-- Provided text follows --

AI-native video editor in your browser. Tell it what you want in plain English — it edits the video for you.
Fizz is a multi-track timeline editor (React + Flask) powered by Google Gemini. Instead of clicking through menus, you chat with an AI assistant that can arrange clips, generate captions, remove filler words, dub your video into other languages, and auto-switch camera angles in podcasts — all from a single conversation.
- Auto-Captions — Transcribes speech with Whisper and places timed subtitle overlays on the timeline. Supports 40+ languages via Google Translate.
- Translated Voice-Over — Dubs your video into another language with synced text-to-speech audio that matches original pacing.
- Talking-Head Cleanup — Detects and removes silences, filler words ("um", "uh"), false starts, and stutters automatically using FFmpeg silence detection + Gemini content analysis.
- Auto-Switch Cameras — For podcasts with two camera angles: performs speaker diarization to detect who's talking and cuts between cameras accordingly, with a shared audio track.
- Full Timeline Editing — Drag-and-drop clips, trim, split, reorder, multi-track layering, zoom, and real-time video preview with caption overlays.
- Export — Render to H.265 MP4 or export as Premiere Pro / Final Cut Pro XML with all media files.
- You upload media (video, audio, images) into the browser-based editor.
- You tell the AI what to do — e.g. "add Spanish captions", "remove silences", "switch cameras based on who's speaking".
- Gemini picks the right tools via function calling and executes them on the backend — extracting audio, running Whisper, calling Google Translate, generating TTS, building FFmpeg filter graphs — streaming live progress back to you.
- The timeline updates in real-time. Preview the result, make adjustments, and export.
The AI handles complex multi-step pipelines (transcription → translation → TTS → speed matching → timeline placement) that would take hours to do manually.

-- Provided text concluded --
-- Information supplied follows --

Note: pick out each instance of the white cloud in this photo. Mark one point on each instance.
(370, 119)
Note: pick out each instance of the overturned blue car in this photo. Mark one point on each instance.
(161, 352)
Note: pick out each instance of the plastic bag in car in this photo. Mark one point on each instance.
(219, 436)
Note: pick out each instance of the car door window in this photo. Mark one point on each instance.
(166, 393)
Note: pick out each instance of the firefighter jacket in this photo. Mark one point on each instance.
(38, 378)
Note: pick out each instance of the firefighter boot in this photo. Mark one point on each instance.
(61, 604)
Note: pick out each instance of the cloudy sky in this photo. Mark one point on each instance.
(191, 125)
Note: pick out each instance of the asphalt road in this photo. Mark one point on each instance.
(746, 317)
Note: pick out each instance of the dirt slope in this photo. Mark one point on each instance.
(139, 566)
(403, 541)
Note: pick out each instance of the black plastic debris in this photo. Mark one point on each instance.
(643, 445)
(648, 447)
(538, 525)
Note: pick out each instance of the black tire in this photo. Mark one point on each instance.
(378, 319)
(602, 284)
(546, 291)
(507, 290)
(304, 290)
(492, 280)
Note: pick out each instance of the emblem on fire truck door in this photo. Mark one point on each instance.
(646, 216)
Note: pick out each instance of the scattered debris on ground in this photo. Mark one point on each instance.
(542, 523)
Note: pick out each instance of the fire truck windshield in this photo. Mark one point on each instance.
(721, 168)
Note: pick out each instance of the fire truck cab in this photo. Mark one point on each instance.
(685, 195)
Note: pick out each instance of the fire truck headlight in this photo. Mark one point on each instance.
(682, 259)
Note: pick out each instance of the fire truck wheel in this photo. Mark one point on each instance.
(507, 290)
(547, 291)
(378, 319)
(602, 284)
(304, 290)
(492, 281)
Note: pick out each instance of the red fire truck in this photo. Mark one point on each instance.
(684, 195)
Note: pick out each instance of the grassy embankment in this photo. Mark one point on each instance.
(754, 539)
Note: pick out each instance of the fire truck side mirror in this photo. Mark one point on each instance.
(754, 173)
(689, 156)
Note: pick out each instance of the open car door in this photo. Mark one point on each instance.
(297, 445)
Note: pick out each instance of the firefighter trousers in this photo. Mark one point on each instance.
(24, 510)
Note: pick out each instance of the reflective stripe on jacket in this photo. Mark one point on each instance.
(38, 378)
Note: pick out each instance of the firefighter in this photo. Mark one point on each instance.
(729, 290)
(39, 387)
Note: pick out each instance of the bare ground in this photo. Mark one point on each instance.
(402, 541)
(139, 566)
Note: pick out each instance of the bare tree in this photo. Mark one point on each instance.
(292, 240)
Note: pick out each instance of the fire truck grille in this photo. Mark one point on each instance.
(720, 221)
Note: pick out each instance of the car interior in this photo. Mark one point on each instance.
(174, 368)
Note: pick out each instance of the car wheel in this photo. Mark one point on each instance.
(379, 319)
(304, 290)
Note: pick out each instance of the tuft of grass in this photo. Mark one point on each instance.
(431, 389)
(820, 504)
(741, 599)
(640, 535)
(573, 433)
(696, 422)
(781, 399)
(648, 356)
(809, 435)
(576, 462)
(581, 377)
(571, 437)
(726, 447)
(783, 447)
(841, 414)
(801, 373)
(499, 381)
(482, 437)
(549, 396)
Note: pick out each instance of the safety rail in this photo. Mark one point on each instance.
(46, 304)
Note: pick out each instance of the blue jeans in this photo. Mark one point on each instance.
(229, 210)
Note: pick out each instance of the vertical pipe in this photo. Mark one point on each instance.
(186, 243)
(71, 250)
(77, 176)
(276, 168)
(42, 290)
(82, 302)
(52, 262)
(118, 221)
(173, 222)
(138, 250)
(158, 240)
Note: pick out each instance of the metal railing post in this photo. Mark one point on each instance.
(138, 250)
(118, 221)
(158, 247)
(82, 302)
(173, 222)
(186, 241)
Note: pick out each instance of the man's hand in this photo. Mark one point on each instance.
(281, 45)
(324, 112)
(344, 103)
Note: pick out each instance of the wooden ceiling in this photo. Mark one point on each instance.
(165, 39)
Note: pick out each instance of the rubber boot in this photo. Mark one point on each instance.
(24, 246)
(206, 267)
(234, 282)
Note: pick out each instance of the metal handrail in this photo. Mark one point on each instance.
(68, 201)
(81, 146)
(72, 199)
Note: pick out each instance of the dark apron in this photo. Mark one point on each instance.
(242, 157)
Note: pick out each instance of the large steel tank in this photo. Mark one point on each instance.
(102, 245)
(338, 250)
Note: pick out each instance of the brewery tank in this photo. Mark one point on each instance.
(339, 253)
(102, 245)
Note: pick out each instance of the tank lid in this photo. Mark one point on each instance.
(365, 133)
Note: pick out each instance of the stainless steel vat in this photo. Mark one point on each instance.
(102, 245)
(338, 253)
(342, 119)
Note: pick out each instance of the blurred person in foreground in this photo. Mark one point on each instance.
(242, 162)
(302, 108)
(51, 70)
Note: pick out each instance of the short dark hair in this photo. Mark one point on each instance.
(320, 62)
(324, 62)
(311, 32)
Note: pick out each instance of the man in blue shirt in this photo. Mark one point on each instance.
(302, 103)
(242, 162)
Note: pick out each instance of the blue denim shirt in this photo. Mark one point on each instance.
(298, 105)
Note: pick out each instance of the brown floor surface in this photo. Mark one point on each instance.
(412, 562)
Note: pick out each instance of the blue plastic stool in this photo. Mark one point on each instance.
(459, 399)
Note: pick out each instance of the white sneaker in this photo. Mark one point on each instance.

-- Information supplied concluded --

▶ [Assignment]:
Please list the names of all the features in the Fizz video editor text, starting with "Auto-Captions" and ending with "Export". You can set the items aside.

▶ [Result]:
Auto-Captions
Translated Voice-Over
Talking-Head Cleanup
Auto-Switch Cameras
Full Timeline Editing
Export